## Your instructions:
The task calls for every entry to be printed word for word, without the images.

Data to process section start

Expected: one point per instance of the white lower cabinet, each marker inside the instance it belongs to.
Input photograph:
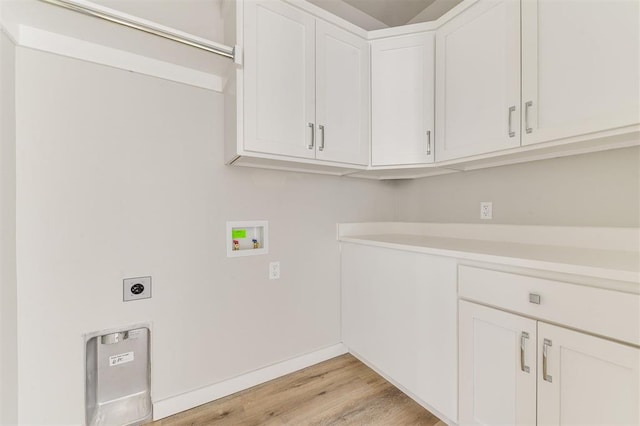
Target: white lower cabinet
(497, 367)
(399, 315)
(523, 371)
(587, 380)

Data to process section end

## Response for this exercise:
Expected: one point per instance of the white lower cabinet, each marker inside the instance it belongs to.
Input photograph:
Target: white lower cabinet
(497, 367)
(399, 315)
(523, 371)
(587, 380)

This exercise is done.